__EXTRACT__
━━━━
By Jeffrey Myers, OD – I love kids. Spending time with my two grandchildren always brings joy and is a highlight of my day or week. At reunions of my wife’s family, I rarely am talking to the adults. More interesting to me is connecting with the folks under 18. Many of my volunteer activities over the years have been focused on young people. I find that connecting with the young folks at church when volunteering with the youth group is energizing. Generally, young folks enjoy the attention of an adult who is truly interested in talking to them, and who treats them as an equal.
In practice, you might share the experience with me that certain types of patients are energizing, interesting, and intellectually stimulating. For me, removing foreign bodies, relieving the pain of iritis, and protecting patients from the loss of vision associated with glaucoma all fall into this category. I confess that examining patients under age 10 does not fall into this category. While I love kids, my passion is not in examining them. And examining more than one child a day is draining for me. So, what do you do if you share this challenge of examining young children with the implementation of the pediatric Essential Health Benefit under the Affordable Care Act (ACA) which has mandated eye exams for children?
Fortunately, I observed this about myself more than a decade ago. As I was looking to add a second doctor to our practice, I specifically looked for a doctor who brought a passion for pediatrics to the practice as well as an interest in cultivating a vision therapy practice. Dr. Amy Keller fit that profile and joined my practice in 2005. Her lack of interest in managing glaucoma patients made our skill sets complementary. In addition her special interest in the challenging contact lens fit and dry eye round out a valuable doctor.
━━━━
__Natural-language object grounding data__
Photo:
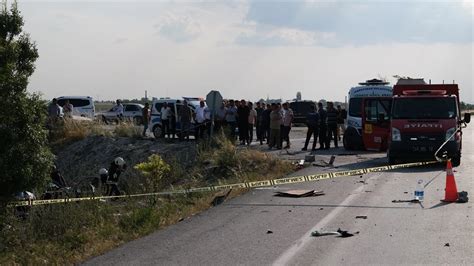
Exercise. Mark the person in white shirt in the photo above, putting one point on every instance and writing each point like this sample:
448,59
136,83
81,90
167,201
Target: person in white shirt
252,119
68,109
165,119
202,114
286,124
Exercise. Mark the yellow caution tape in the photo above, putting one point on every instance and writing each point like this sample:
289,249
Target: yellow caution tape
254,184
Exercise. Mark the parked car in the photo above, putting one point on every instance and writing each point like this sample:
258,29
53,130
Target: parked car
301,110
83,105
131,112
156,125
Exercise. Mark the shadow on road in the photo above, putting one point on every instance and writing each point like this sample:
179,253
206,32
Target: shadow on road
316,206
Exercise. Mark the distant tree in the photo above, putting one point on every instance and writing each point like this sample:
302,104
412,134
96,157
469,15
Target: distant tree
25,158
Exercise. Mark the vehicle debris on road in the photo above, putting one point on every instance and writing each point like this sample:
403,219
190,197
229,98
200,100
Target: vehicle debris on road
338,233
298,193
322,163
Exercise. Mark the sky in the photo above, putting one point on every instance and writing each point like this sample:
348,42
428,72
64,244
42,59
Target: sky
245,49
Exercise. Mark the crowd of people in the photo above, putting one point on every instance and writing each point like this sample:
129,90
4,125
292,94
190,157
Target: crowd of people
271,123
325,124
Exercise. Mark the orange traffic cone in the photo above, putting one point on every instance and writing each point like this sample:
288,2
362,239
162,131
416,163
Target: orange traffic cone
451,191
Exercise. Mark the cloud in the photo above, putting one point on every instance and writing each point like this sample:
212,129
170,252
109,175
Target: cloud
178,27
120,40
284,37
363,23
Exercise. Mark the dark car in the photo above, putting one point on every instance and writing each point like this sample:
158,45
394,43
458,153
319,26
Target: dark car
300,110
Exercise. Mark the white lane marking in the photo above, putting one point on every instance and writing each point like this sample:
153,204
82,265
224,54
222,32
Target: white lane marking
300,244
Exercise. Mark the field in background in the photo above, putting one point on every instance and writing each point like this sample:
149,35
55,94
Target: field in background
103,106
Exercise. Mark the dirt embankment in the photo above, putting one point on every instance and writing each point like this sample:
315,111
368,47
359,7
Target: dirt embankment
83,159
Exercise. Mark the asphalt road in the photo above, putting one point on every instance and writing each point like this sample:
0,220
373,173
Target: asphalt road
238,231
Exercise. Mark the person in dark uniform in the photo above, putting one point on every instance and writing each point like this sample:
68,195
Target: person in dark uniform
332,115
243,112
312,122
322,126
266,123
116,168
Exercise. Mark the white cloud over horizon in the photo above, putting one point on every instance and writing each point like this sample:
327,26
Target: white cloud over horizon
247,49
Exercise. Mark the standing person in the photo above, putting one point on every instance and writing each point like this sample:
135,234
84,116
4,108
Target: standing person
243,112
146,116
53,112
116,168
165,119
172,117
275,127
200,118
252,118
118,109
258,123
266,123
332,115
68,109
341,120
219,120
231,118
287,120
322,127
184,115
312,122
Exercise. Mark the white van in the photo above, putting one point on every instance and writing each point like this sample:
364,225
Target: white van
82,105
175,105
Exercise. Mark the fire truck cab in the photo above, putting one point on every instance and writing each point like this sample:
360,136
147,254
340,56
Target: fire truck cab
423,117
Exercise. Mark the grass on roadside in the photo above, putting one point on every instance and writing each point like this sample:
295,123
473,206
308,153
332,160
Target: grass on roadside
70,233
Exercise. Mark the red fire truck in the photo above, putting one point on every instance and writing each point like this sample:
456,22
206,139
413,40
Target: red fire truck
423,117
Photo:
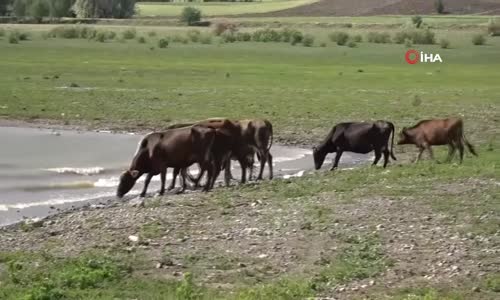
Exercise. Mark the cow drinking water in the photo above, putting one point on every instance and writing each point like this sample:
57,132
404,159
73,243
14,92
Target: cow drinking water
358,137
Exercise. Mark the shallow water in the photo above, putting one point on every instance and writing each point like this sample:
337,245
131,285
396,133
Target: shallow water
42,169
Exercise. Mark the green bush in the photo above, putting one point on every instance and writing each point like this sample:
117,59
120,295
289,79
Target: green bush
163,43
206,38
308,40
339,37
493,28
190,15
296,37
423,37
129,34
417,21
13,38
352,44
358,38
478,39
243,36
228,37
444,43
378,37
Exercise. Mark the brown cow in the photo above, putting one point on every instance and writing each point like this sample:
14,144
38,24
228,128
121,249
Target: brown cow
437,132
175,148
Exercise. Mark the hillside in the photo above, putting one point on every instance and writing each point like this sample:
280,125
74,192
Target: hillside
388,7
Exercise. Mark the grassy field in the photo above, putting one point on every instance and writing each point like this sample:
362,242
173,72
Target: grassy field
217,8
427,231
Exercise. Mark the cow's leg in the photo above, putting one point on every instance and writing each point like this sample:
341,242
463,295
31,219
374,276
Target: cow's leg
270,163
174,178
420,152
378,155
451,152
386,157
163,177
336,160
461,150
146,183
262,159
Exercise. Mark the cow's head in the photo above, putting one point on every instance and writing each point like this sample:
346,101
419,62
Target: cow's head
127,181
319,157
404,137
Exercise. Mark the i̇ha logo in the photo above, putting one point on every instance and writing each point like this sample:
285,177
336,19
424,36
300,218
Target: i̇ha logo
413,56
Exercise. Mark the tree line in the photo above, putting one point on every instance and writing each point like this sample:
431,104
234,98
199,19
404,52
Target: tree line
68,8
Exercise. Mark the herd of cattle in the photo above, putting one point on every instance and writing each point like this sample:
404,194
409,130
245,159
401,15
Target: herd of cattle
213,143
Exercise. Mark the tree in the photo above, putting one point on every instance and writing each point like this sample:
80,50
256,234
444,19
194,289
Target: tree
190,15
439,5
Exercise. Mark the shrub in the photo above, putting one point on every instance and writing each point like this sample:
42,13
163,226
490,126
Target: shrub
228,37
352,44
339,37
129,34
417,21
296,37
493,28
206,39
101,36
13,38
194,35
190,15
221,27
378,37
243,36
408,43
163,43
444,43
424,37
478,39
439,6
308,40
358,38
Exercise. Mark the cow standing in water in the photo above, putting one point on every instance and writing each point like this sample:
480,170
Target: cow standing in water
358,137
174,148
437,132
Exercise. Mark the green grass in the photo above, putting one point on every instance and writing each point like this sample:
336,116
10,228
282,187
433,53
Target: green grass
217,8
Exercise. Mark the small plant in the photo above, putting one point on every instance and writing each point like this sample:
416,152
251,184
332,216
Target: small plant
13,38
444,43
352,44
162,43
439,6
339,37
408,43
493,28
129,34
417,21
194,35
358,38
478,40
308,40
190,15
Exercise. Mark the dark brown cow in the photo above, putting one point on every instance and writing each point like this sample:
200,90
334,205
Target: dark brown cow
175,148
358,137
437,132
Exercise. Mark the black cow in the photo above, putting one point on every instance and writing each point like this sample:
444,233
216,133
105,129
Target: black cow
358,137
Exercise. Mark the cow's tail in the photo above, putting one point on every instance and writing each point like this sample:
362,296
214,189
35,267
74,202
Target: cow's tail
469,145
392,140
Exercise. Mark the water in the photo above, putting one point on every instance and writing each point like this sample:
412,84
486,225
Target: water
42,169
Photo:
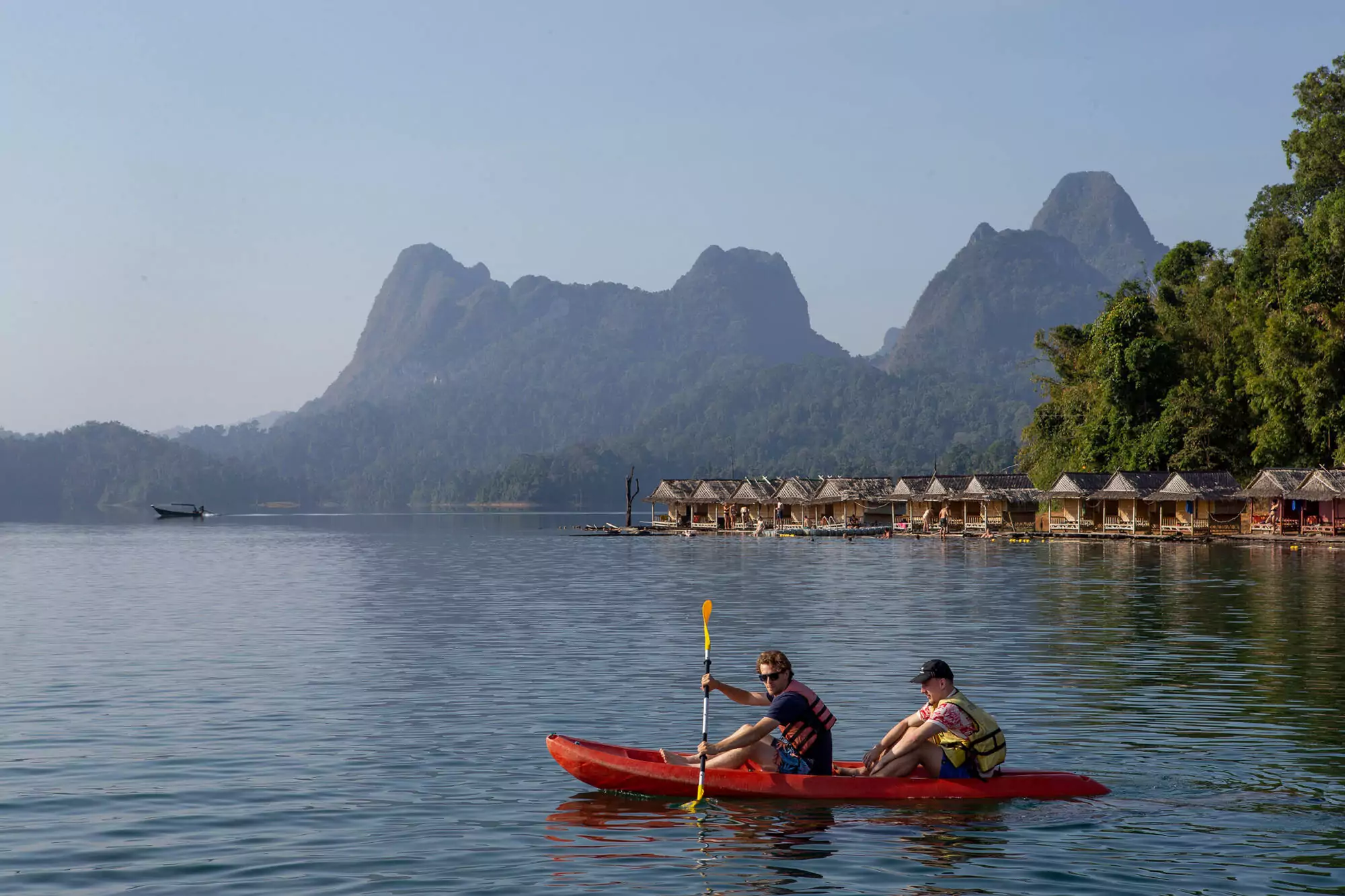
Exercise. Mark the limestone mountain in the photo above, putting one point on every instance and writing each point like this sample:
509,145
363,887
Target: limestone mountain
457,370
439,322
890,342
1093,212
981,313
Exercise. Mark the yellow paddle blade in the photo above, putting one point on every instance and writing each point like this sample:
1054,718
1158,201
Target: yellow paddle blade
700,795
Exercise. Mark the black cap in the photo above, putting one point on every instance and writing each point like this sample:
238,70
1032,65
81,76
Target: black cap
933,669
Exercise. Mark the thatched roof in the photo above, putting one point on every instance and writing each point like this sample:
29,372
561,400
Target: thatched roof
1126,485
844,489
715,491
673,490
946,486
1274,483
1012,487
1077,485
755,490
798,490
1191,486
910,487
1321,485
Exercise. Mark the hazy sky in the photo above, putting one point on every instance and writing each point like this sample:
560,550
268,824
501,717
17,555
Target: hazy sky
201,201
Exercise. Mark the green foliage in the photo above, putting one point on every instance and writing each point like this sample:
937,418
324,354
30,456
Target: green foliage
1230,361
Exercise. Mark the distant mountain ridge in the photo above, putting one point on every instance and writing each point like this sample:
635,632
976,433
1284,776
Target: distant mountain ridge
981,313
436,321
1093,212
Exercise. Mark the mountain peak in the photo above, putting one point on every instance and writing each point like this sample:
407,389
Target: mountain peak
983,232
754,292
1093,212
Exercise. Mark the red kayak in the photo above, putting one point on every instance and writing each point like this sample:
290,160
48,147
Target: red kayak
644,771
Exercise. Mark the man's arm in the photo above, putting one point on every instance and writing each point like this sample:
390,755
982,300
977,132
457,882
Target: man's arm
911,741
891,737
750,736
736,694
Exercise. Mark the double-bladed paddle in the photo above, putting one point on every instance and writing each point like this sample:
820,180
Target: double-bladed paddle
705,702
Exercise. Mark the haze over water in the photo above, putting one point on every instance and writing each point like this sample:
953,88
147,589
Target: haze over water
358,705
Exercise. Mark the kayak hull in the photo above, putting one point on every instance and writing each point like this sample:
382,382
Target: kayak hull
644,771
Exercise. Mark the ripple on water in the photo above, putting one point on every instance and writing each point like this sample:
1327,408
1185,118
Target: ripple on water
350,705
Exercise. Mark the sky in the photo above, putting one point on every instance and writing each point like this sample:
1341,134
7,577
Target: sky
201,201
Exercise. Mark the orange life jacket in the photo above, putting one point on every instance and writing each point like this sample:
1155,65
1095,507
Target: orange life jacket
805,732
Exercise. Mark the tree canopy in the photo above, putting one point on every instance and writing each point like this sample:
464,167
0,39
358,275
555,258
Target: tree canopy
1222,360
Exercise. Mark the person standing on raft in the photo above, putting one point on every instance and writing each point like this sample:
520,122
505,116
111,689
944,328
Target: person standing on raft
950,736
805,723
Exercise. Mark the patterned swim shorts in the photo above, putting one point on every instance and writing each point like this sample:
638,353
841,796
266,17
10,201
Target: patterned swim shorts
789,762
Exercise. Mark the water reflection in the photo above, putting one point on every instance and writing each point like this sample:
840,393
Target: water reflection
368,700
739,841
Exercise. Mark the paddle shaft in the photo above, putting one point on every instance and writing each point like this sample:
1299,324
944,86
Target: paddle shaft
705,725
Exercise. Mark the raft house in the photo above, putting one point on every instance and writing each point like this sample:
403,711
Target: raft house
1277,502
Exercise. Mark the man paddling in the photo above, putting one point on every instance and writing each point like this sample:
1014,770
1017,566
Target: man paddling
━━━━
__WORK INSTRUCTION 1__
In the essay on pediatric eye exams, what year did Dr. Amy Keller join the practice?
__WORK INSTRUCTION 2__
Pick up the essay on pediatric eye exams after its final sentence and keep writing.
The records have no connection to the essay on pediatric eye exams.

__FINAL ANSWER 1__
2005

__FINAL ANSWER 2__
In 2011, we were finding our schedule busier and needed additional doctor coverage. Dr. Kari Cardiff joined our practice and shares Dr. Keller’s passion for the young folks. She had experience in performing vision therapy and brought an additional passion for vision rehabilitation. Her addition has allowed the expansion of specialty services in the practice, adding greater value for our patients.
Today, patients who come to our practice are matched with a doctor passionate about meeting their vision care needs. Young folks see Dr. Keller or Dr. Cardiff, glaucoma patients usually see me, and patients in need of special services are connected with the doctor best suited for them. Other professionals build practices centered around the strengths and interests of the individual doctors. We can learn from that model.
If seeing young patients is not your interest yet you anticipate an increase in pediatric patients, consider the addition of a colleague who has a passion for the young patients. Your patients deserve someone who is excited about caring for them.